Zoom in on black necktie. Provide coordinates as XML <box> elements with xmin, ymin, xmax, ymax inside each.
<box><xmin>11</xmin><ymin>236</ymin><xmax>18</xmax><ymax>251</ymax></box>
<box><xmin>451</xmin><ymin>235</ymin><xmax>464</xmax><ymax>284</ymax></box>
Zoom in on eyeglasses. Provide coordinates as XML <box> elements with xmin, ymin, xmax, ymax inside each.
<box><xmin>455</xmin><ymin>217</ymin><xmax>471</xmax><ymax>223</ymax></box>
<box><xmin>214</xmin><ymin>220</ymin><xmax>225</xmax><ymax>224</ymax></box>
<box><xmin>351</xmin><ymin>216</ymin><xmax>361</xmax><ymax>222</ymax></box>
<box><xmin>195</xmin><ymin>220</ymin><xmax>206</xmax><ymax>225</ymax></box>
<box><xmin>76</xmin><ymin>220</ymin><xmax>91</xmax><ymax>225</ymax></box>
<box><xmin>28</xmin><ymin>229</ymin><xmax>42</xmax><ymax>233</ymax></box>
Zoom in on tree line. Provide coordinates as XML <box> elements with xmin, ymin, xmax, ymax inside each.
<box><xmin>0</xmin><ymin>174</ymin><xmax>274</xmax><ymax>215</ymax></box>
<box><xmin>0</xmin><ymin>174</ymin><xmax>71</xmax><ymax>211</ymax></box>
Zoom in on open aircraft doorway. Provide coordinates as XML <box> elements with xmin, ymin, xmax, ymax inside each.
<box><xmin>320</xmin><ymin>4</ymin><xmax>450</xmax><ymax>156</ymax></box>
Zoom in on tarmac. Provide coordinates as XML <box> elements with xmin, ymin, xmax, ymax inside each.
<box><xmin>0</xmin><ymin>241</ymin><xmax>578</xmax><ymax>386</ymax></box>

- Your task -
All of the entries above are to be printed again exactly.

- Answer to this exercise -
Zoom in on black necktie. Provide coordinates as XML <box> elements with xmin, ymin, xmax, ymax inside each.
<box><xmin>11</xmin><ymin>236</ymin><xmax>18</xmax><ymax>251</ymax></box>
<box><xmin>451</xmin><ymin>235</ymin><xmax>464</xmax><ymax>284</ymax></box>
Zoom in on eyeglasses. Provide coordinates as XML <box> elements with xmin, ymin, xmax, ymax inside each.
<box><xmin>455</xmin><ymin>217</ymin><xmax>471</xmax><ymax>223</ymax></box>
<box><xmin>214</xmin><ymin>220</ymin><xmax>225</xmax><ymax>224</ymax></box>
<box><xmin>351</xmin><ymin>216</ymin><xmax>361</xmax><ymax>222</ymax></box>
<box><xmin>195</xmin><ymin>220</ymin><xmax>206</xmax><ymax>225</ymax></box>
<box><xmin>76</xmin><ymin>220</ymin><xmax>91</xmax><ymax>225</ymax></box>
<box><xmin>28</xmin><ymin>229</ymin><xmax>42</xmax><ymax>233</ymax></box>
Zoom in on tree line. Provide coordinates as XML <box> elements with xmin, ymin, xmax, ymax inside each.
<box><xmin>0</xmin><ymin>174</ymin><xmax>274</xmax><ymax>215</ymax></box>
<box><xmin>0</xmin><ymin>174</ymin><xmax>71</xmax><ymax>211</ymax></box>
Zoom in on open aircraft doorway. Provide coordinates as XML <box> elements with xmin, ymin, xmax, ymax inside each.
<box><xmin>320</xmin><ymin>4</ymin><xmax>450</xmax><ymax>156</ymax></box>
Zoom in on tarmac. Provide coordinates as XML <box> elements with xmin, ymin, xmax, ymax inside each.
<box><xmin>0</xmin><ymin>241</ymin><xmax>578</xmax><ymax>386</ymax></box>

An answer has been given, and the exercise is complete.